_Directive_: Locate the line containing "Place a dot on every instance of the kitchen" in the data below. Reproduce it and every following line up to the end, exactly as given.
┏━━
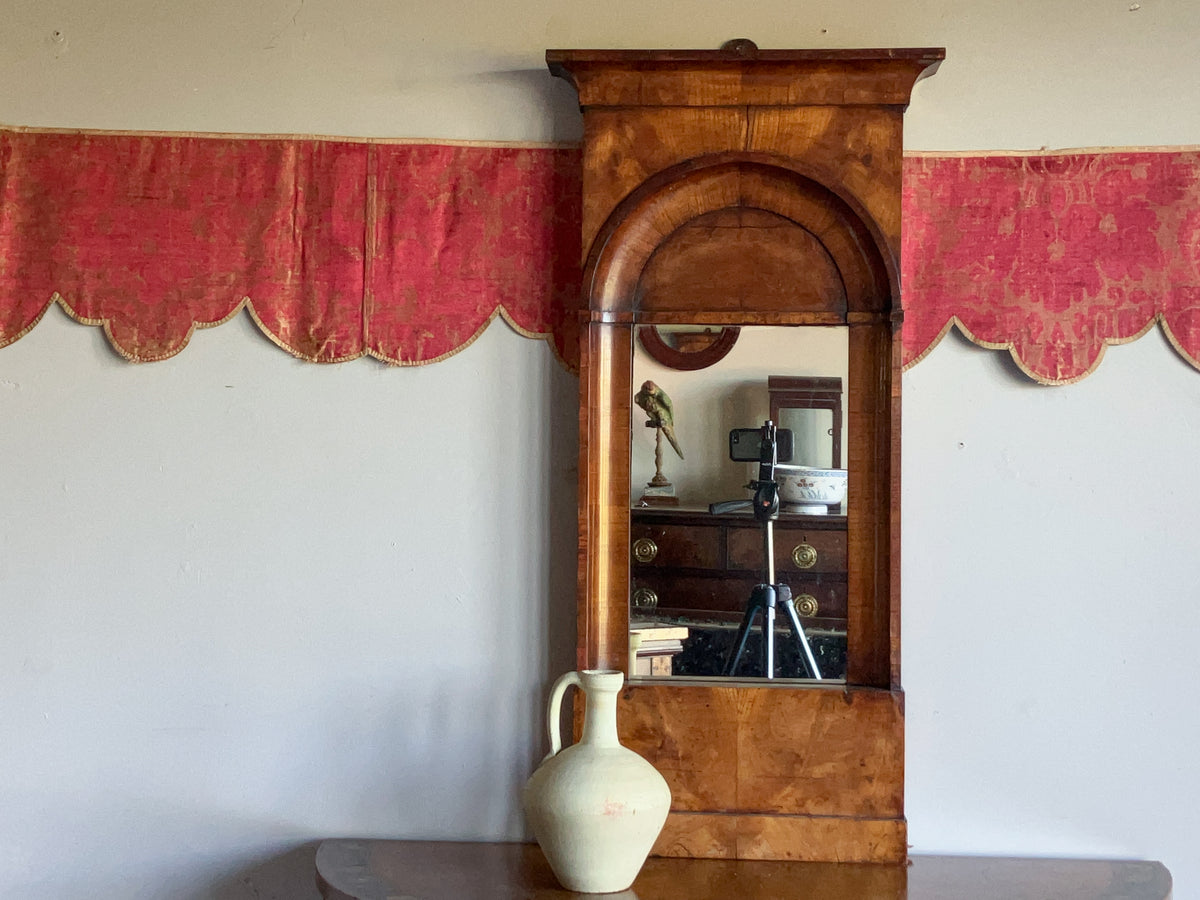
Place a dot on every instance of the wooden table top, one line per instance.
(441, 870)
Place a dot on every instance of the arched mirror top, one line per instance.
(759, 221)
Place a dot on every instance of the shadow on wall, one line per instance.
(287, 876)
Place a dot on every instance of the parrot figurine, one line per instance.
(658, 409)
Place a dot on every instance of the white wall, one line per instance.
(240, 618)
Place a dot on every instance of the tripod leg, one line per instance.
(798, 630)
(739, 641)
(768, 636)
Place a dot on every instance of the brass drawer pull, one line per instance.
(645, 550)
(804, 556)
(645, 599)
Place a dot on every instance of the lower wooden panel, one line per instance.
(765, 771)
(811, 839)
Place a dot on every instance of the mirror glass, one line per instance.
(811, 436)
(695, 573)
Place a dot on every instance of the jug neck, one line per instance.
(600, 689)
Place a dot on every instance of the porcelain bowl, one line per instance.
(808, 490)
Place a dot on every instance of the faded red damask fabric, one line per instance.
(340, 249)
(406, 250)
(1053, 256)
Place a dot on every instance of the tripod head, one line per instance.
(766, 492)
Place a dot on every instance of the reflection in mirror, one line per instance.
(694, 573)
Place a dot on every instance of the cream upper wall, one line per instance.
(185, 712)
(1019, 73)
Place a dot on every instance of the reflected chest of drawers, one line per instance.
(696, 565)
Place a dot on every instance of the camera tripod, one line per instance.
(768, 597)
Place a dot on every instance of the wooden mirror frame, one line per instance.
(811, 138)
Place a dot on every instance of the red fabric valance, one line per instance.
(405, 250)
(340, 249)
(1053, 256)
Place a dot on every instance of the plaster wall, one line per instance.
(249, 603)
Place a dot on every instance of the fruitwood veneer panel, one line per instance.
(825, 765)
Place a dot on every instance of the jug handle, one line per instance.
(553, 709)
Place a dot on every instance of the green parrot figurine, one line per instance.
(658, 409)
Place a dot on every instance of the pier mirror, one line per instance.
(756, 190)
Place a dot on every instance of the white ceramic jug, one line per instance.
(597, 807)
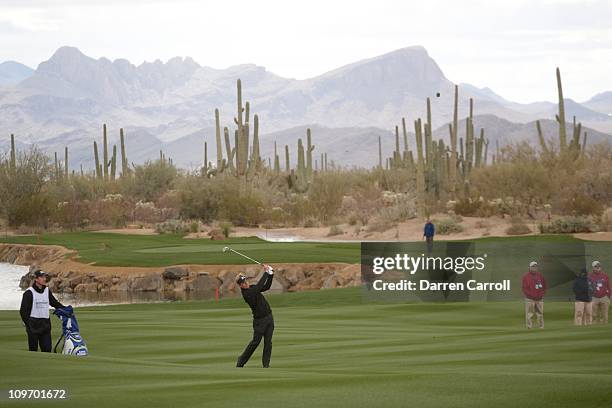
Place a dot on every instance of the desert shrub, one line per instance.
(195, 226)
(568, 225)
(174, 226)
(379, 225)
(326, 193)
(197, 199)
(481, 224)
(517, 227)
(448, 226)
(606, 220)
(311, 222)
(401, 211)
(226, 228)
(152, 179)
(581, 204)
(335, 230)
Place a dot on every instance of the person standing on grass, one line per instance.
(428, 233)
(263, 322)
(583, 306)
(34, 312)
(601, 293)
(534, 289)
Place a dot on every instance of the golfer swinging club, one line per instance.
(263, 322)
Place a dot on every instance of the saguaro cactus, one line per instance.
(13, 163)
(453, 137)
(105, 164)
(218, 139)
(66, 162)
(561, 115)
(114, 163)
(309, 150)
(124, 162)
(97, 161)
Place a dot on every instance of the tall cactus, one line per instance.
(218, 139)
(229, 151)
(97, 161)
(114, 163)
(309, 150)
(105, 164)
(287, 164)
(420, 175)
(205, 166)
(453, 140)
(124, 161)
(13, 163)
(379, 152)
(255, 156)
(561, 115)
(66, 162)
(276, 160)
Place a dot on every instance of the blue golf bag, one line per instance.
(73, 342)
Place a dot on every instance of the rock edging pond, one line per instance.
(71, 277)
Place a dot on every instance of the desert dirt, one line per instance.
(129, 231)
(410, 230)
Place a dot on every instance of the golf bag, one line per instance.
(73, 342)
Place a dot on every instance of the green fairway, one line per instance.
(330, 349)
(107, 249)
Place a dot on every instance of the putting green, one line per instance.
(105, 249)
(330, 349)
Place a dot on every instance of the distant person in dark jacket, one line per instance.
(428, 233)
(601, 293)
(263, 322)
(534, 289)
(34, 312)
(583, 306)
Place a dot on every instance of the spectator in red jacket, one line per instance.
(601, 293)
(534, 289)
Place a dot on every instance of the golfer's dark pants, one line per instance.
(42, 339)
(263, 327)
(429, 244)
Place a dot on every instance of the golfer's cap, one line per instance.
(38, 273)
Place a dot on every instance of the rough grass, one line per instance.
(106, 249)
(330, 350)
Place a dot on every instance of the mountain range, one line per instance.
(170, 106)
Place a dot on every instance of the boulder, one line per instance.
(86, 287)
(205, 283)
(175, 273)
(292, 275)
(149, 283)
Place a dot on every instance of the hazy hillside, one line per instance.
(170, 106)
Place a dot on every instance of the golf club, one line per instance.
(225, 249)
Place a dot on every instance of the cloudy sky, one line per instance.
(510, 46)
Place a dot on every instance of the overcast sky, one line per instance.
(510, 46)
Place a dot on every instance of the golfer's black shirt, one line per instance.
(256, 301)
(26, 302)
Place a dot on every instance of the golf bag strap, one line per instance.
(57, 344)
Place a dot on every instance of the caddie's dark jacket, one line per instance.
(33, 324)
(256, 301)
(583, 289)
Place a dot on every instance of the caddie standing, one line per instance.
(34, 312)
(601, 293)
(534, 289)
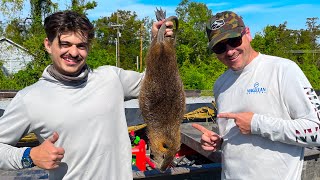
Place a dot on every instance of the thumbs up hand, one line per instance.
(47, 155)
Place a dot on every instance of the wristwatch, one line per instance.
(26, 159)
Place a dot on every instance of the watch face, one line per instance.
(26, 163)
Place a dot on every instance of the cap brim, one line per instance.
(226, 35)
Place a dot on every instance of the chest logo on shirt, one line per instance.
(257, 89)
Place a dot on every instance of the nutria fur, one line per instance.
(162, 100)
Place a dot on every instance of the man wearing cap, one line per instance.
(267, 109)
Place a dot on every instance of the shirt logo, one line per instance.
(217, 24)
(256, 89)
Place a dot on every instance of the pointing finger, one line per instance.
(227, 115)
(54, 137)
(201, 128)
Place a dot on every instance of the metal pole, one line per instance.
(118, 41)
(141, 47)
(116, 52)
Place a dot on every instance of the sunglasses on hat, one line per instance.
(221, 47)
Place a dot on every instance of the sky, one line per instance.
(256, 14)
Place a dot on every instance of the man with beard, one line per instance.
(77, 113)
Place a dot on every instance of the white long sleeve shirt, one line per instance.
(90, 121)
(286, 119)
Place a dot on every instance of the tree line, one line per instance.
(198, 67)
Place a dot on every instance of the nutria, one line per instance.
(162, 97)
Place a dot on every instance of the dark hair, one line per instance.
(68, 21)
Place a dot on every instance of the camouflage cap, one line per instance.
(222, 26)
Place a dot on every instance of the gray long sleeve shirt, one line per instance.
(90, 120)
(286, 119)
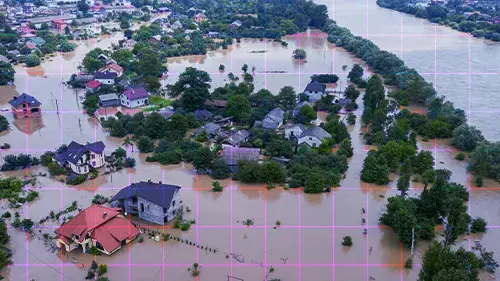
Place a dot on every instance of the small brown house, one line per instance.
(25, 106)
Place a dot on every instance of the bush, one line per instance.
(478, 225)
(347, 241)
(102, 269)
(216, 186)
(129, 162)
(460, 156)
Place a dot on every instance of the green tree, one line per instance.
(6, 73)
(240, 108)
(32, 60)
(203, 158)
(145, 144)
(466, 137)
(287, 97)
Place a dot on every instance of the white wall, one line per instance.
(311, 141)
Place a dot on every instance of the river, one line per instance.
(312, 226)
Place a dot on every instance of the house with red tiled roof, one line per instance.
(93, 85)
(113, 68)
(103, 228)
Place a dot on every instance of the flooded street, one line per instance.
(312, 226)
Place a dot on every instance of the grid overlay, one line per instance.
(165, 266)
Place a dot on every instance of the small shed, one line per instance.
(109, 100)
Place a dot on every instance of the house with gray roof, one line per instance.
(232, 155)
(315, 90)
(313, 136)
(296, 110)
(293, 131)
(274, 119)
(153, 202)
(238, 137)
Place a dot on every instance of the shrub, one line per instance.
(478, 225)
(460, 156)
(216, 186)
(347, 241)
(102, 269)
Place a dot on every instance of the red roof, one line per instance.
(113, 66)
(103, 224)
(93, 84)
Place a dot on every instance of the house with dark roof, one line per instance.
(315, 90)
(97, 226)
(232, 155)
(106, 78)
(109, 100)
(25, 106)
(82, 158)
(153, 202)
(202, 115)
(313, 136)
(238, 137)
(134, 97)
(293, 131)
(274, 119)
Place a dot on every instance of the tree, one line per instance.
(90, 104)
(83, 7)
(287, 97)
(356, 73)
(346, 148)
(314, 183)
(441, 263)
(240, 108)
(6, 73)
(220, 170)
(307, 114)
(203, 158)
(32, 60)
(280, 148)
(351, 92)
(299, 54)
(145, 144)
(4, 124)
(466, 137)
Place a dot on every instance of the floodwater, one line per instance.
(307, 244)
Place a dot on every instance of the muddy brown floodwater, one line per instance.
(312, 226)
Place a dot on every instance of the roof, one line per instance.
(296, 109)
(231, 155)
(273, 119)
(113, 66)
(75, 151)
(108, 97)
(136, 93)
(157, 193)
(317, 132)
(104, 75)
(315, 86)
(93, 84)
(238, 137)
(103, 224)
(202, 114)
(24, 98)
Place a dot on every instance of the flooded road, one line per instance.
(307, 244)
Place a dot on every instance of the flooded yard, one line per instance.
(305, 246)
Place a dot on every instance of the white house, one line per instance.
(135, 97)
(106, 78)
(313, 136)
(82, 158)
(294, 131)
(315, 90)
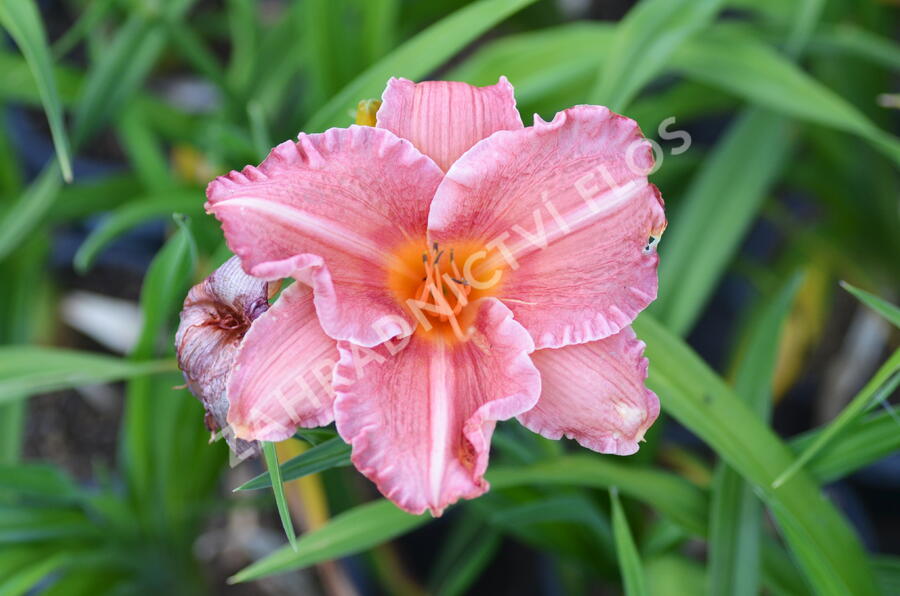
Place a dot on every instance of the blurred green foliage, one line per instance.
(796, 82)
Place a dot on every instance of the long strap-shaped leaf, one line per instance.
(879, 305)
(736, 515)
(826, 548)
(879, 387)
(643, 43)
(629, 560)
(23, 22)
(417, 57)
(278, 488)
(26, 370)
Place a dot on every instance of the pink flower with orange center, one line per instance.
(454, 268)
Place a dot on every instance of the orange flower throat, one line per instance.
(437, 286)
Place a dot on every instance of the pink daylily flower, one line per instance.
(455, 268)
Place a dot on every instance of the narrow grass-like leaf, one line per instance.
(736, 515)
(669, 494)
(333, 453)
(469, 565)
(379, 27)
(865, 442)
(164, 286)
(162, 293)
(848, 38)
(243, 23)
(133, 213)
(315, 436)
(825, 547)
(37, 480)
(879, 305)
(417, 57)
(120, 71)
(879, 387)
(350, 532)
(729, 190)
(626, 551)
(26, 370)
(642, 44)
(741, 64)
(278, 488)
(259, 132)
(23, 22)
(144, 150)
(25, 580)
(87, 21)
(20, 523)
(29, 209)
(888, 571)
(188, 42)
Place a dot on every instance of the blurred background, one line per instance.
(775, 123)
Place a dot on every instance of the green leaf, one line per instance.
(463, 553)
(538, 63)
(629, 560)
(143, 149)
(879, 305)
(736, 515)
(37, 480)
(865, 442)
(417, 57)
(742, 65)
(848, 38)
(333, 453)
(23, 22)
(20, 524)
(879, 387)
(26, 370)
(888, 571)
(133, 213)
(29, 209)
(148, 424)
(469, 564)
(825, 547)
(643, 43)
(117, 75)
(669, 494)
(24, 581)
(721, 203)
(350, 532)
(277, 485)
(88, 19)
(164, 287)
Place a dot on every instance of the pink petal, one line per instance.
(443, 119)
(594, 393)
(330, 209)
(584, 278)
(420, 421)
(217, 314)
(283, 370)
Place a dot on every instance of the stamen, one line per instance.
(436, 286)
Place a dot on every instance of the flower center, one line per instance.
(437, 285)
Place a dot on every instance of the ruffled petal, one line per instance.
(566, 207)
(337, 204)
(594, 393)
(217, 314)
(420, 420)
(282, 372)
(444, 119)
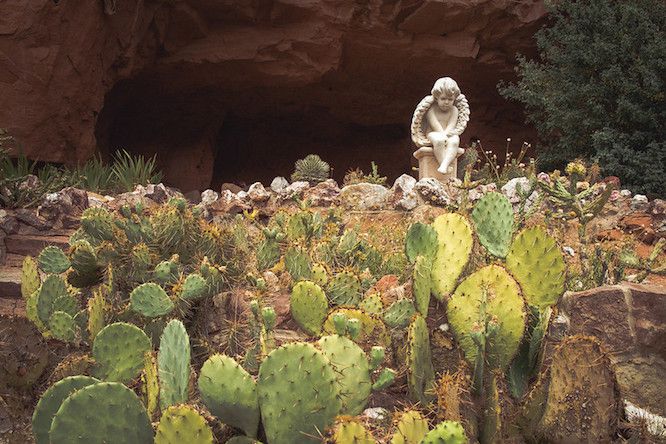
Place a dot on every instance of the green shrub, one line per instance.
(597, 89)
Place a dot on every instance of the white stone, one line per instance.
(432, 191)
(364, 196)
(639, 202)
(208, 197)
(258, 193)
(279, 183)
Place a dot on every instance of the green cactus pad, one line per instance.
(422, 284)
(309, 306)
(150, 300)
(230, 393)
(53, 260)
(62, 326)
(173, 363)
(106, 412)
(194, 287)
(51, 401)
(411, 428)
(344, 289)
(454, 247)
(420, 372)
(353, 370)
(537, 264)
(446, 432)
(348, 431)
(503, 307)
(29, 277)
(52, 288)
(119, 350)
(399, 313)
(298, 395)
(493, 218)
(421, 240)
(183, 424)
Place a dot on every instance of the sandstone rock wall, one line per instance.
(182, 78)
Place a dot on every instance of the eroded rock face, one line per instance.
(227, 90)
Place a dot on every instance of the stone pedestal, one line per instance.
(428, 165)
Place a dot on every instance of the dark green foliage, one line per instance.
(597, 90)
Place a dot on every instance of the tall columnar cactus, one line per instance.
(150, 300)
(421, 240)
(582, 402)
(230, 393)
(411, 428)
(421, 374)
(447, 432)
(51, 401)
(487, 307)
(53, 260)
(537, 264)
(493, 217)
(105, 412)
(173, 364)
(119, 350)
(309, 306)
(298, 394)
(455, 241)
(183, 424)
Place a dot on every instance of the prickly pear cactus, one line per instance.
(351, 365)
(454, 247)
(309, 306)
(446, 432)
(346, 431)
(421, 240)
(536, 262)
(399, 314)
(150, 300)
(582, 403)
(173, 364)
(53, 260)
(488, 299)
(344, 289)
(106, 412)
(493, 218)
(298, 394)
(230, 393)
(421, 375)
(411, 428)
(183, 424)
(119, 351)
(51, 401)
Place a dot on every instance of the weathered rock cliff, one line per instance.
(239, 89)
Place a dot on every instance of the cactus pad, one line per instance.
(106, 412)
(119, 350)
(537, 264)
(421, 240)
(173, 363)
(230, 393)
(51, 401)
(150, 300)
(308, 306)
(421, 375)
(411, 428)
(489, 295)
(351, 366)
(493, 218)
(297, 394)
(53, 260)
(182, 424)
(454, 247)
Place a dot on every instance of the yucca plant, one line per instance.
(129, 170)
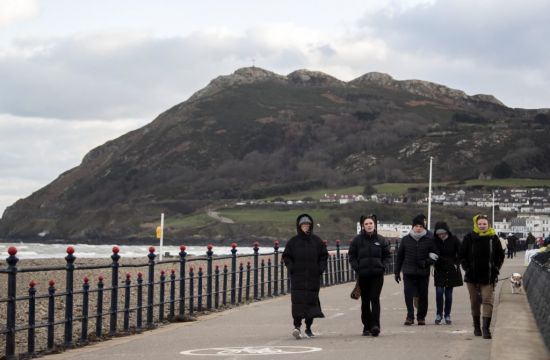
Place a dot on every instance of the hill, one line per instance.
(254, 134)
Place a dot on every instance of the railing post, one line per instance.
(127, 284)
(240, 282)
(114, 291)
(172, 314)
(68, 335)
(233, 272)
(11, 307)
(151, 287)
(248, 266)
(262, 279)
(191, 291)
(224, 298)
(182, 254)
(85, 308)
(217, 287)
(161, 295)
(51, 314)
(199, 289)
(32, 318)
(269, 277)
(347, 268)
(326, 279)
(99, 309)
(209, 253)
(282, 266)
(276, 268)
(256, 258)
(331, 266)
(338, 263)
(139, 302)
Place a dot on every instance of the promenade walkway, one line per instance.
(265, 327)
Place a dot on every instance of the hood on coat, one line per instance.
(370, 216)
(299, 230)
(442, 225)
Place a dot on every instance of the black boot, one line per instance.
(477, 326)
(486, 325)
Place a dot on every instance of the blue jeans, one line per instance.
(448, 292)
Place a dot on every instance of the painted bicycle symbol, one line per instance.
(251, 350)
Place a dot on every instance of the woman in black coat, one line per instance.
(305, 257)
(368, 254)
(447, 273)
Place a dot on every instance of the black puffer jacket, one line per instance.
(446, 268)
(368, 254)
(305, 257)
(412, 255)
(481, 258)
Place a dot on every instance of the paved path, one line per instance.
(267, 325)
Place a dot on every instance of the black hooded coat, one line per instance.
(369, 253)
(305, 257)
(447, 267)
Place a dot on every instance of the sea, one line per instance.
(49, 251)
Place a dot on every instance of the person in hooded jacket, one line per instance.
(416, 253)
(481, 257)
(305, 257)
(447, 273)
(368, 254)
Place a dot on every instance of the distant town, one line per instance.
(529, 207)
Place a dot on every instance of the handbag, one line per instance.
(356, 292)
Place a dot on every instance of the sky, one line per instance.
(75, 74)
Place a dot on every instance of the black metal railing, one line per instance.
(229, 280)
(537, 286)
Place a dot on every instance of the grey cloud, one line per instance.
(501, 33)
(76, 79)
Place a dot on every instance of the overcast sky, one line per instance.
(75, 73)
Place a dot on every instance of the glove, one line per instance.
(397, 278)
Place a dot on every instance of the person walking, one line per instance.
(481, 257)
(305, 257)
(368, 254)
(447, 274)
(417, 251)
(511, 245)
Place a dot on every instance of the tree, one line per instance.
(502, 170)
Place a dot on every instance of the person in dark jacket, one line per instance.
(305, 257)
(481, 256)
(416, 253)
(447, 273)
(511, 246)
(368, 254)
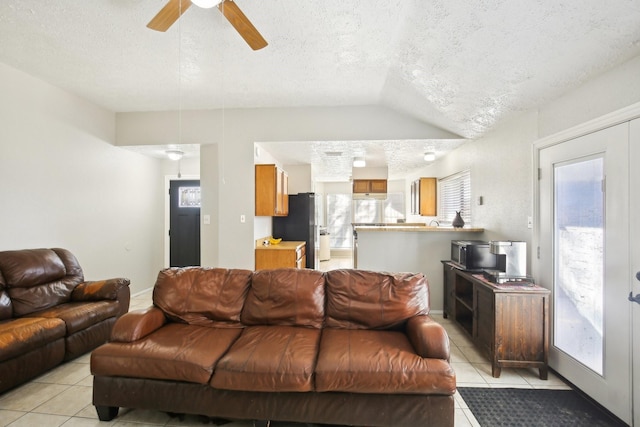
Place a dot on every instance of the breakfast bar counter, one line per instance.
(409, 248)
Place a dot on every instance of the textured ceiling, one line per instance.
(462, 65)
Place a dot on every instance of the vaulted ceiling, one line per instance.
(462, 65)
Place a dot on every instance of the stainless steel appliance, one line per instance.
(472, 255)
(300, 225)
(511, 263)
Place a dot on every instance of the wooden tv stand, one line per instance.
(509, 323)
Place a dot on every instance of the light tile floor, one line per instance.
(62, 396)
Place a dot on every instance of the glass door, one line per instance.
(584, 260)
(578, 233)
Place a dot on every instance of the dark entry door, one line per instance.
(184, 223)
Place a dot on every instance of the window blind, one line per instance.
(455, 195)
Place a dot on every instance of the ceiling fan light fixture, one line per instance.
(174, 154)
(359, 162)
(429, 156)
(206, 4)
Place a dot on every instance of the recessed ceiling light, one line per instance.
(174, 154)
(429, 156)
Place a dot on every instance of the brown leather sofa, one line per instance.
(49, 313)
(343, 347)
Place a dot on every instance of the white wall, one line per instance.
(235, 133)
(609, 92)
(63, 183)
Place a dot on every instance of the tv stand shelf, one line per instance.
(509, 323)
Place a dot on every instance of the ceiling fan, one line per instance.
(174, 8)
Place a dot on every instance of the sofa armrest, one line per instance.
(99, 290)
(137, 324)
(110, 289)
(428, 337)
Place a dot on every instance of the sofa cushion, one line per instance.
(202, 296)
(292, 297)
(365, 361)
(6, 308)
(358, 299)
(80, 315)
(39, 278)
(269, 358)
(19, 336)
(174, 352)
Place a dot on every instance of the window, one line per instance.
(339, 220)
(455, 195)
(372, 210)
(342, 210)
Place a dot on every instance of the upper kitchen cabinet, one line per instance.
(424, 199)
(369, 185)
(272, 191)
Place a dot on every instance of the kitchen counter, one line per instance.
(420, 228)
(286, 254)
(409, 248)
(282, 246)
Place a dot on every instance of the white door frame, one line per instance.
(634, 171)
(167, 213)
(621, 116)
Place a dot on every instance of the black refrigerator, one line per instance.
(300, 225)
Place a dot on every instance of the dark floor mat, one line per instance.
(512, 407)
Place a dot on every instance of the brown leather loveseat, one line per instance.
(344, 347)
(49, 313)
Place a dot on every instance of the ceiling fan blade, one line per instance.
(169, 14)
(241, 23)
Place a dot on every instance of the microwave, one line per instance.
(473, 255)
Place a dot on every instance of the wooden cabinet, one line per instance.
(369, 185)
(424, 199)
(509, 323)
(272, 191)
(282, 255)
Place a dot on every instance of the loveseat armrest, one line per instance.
┗━━
_Solution for this problem_:
Place a dot on every instance of the kitchen counter, one line per instance.
(420, 228)
(286, 254)
(409, 248)
(282, 246)
Place a dot on every instance of the white door frame, one line per instance.
(634, 171)
(167, 213)
(621, 116)
Place a dot on every instance of the black refrigerator, one line per instance.
(300, 225)
Place a dot on every instance of the dark floor mat, one line per instance.
(512, 407)
Place a dot on every instance of the brown leather loveseat, one line per instance.
(344, 347)
(49, 313)
Place a dot on every instance of the ceiling fan blade, one line per instance.
(169, 14)
(241, 23)
Place a dot on every instance of the microwave, one line per instance.
(473, 255)
Place a dot on every instance of the wooden cabinet, one line per instance.
(369, 185)
(424, 199)
(509, 323)
(272, 191)
(282, 255)
Place a dot on every instance of the loveseat armrest, one line per instance.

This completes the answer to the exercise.